§ **GIVEN TEXT**:

** start **

Standard Bank's central forecast points to a drop of 4.8 per cent in Gross Domestic Product (GDP) this year and 3.1 per cent next year, in addition to the successive economic contractions since 2016, and puts the price of oil at 31.3 dollars per barrel this year and 31.8 dollars in 2021, "significantly lower than the 35 dollars assumed in the revision of the State Budget, which initially estimated the price at 55 dollars per barrel".
The fall in the value of oil, which represents more than 90 percent of Angola's exports and is worth 65 percent of the country's tax revenues, significantly reduces the expected financial inflow into the Finance coffers.
"The balance of payments current account is expected to register a deficit of 9.2 billion dollars, representing 13.3 percent of GDP, as the drop in oil prices will make exports worth 16.7 billion dollars, compared to 34.7 billion dollars last year," the report said.
The document forecasts a budget deficit of 2.1 percent and 2.6 percent of GDP this year and next, forcing the government to resort to 1.5 billion dollars from the Sovereign Fund, which is still insufficient.

** end **

§ **DATA ENTRIES**:
** start **

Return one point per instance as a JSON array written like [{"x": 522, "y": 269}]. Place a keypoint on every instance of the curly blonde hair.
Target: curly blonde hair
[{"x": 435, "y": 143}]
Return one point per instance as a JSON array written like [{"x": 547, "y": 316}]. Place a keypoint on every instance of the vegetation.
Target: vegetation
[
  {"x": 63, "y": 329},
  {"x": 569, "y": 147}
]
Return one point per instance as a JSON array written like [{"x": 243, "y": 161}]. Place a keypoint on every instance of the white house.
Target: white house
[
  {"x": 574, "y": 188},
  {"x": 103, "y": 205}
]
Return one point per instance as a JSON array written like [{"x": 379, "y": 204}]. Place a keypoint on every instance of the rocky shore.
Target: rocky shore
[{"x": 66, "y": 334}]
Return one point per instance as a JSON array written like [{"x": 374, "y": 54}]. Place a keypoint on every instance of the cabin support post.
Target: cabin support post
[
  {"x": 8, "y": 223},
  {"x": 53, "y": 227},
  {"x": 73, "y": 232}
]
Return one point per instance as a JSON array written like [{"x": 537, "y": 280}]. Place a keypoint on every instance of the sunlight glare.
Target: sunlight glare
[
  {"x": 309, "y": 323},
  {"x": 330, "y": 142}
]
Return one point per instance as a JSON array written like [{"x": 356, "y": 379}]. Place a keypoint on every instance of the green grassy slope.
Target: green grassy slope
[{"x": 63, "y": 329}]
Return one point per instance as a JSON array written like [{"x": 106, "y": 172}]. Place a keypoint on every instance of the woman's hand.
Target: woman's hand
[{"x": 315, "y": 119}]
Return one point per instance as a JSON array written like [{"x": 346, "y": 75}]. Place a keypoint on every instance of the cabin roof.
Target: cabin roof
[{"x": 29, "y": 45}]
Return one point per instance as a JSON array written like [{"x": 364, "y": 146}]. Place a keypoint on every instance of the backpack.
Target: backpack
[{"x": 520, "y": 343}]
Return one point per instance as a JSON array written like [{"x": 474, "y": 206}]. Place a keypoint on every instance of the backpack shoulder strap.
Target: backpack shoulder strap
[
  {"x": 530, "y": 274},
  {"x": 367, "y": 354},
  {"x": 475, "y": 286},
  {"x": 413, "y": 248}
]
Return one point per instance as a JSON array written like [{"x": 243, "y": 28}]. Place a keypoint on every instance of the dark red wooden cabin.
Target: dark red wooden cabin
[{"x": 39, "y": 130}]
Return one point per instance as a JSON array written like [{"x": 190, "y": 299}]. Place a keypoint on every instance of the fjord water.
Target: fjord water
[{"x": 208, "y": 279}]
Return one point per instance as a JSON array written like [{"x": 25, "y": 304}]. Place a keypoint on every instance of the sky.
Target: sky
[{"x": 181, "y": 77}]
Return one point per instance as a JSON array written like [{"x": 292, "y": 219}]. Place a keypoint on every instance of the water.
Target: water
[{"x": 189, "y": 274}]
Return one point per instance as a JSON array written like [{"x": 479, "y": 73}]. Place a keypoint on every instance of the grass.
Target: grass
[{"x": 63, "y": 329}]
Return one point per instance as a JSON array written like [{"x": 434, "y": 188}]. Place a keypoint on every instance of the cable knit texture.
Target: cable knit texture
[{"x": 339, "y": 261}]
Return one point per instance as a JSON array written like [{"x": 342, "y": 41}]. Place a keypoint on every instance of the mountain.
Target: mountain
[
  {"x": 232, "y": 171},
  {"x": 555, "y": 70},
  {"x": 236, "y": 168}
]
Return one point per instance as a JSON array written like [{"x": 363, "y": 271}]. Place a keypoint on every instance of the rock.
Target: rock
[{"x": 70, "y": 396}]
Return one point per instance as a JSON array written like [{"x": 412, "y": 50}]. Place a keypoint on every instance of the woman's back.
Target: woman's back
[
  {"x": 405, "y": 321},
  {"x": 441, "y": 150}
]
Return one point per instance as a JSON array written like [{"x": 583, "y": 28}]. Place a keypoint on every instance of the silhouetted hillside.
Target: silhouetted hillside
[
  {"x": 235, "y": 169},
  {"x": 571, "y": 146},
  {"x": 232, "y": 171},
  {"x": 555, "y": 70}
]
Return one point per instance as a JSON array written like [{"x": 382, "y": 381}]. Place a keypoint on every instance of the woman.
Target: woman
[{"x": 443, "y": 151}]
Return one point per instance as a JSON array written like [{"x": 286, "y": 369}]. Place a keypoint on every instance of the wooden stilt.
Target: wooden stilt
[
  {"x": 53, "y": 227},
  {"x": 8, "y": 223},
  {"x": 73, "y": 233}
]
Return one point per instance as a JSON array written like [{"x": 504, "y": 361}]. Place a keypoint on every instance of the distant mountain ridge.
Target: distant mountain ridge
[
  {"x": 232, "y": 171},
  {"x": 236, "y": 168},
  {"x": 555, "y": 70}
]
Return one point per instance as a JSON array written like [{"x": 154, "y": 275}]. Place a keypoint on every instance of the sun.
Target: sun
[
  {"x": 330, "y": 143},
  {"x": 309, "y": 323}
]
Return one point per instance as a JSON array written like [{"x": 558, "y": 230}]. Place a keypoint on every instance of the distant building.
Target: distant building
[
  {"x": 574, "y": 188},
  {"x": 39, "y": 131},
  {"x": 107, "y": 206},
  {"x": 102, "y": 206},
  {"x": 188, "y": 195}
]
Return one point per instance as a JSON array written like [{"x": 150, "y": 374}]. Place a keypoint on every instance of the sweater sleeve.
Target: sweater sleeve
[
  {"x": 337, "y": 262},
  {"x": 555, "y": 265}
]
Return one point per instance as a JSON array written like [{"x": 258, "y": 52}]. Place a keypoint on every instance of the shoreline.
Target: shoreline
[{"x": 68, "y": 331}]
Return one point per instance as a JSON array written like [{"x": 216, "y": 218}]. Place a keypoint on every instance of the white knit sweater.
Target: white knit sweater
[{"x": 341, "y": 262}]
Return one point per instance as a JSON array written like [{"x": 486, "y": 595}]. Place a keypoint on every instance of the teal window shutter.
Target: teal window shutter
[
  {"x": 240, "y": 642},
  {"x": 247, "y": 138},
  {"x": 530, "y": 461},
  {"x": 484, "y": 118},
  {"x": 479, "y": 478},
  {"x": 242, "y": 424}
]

** end **

§ **PROBLEMS AND TASKS**:
1. According to the passage on Angola's economic outlook, what share of Angola's exports does oil represent?
2. Echo the passage on Angola's economic outlook word for word, starting at "Standard Bank's central" and ending at "the Finance coffers.".
3. Carry on the passage on Angola's economic outlook from the point where it stops.

§ **IN RESPONSE**:
1. More than 90 percent.

2.
Standard Bank's central forecast points to a drop of 4.8 per cent in Gross Domestic Product (GDP) this year and 3.1 per cent next year, in addition to the successive economic contractions since 2016, and puts the price of oil at 31.3 dollars per barrel this year and 31.8 dollars in 2021, "significantly lower than the 35 dollars assumed in the revision of the State Budget, which initially estimated the price at 55 dollars per barrel".
The fall in the value of oil, which represents more than 90 percent of Angola's exports and is worth 65 percent of the country's tax revenues, significantly reduces the expected financial inflow into the Finance coffers.

3.
"Trying to issue sovereign debt securities in foreign currency [Eurobonds] and seeking to restructure the sovereign debt to China will probably be initiatives to be considered," points out the analysis, which warns that "the total value of interest may be worth as much as 40 percent of revenues," in a context in which the ratio of debt service (repayments plus payments) to GDP rose from 91 percent in 2019 to 113 percent this year.
Thus, they point out, the magnitude of the fiscal challenges "will probably force Angola to seek external financing, which may come in the form of an annual issue of 3 billion dollars in Eurobonds and a restructuring of bilateral debt with China," but analysts conclude, "both options are challenging".